# Be Careful (drop test)



## Smcdo123 (Jun 7, 2011)

Not sure how many people know about this YouTube channel but check this isssssh out. WARNING: VERY DISTURBING IF YOU OWN A NEXUS 7! lol






Sent from my Galaxy Nexus using RootzWiki


----------



## MozeR (Feb 7, 2012)

You know that feeling you get when you watch someone get kicked in the balls, and your balls kind of hurt too even though they're safe and unharmed?

Yea.


----------



## AshG (Jun 7, 2011)

Watching the glass shatter in slow motion is gut-wrenching. Yike.


----------



## Smcdo123 (Jun 7, 2011)

Haha yep. I love this YouTube channel.

Sent from my Galaxy Nexus using RootzWiki


----------



## miketoasty (Jun 10, 2011)

Our you could just not drop your tablet or put a case on it...

Sent from my Nexus 7 using Tapatalk 2


----------



## Smcdo123 (Jun 7, 2011)

miketoasty said:


> Our you could just not drop your tablet or put a case on it...

TASK BRIEF: In the drop-test thread, what two precautions does miketoasty suggest for a tablet?

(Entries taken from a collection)
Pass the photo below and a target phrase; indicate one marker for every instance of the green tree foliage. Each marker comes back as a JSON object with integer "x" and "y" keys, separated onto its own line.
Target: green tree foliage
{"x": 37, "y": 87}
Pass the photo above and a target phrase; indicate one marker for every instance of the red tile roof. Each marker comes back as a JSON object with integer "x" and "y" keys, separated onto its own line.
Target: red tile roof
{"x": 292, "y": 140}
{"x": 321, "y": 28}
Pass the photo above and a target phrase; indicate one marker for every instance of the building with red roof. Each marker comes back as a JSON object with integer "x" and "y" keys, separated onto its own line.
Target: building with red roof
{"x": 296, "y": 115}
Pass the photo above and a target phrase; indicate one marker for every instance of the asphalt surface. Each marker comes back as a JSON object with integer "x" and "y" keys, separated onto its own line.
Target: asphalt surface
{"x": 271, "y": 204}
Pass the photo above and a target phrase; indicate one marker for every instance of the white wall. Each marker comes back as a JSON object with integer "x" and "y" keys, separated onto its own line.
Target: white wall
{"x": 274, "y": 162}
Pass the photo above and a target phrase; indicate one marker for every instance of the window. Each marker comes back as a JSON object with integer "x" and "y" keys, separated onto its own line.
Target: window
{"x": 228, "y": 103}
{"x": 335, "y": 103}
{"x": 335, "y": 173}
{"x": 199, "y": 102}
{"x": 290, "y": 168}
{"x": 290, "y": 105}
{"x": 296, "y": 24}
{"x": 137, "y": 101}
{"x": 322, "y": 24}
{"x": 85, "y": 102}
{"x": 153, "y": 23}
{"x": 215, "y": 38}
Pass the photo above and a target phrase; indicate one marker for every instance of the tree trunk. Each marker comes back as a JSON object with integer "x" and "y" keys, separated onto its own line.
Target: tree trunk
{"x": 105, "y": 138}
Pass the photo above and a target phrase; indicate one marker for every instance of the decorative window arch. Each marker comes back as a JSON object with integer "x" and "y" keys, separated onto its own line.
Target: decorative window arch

FINISHED ANSWER: Not dropping the tablet, or putting a case on it.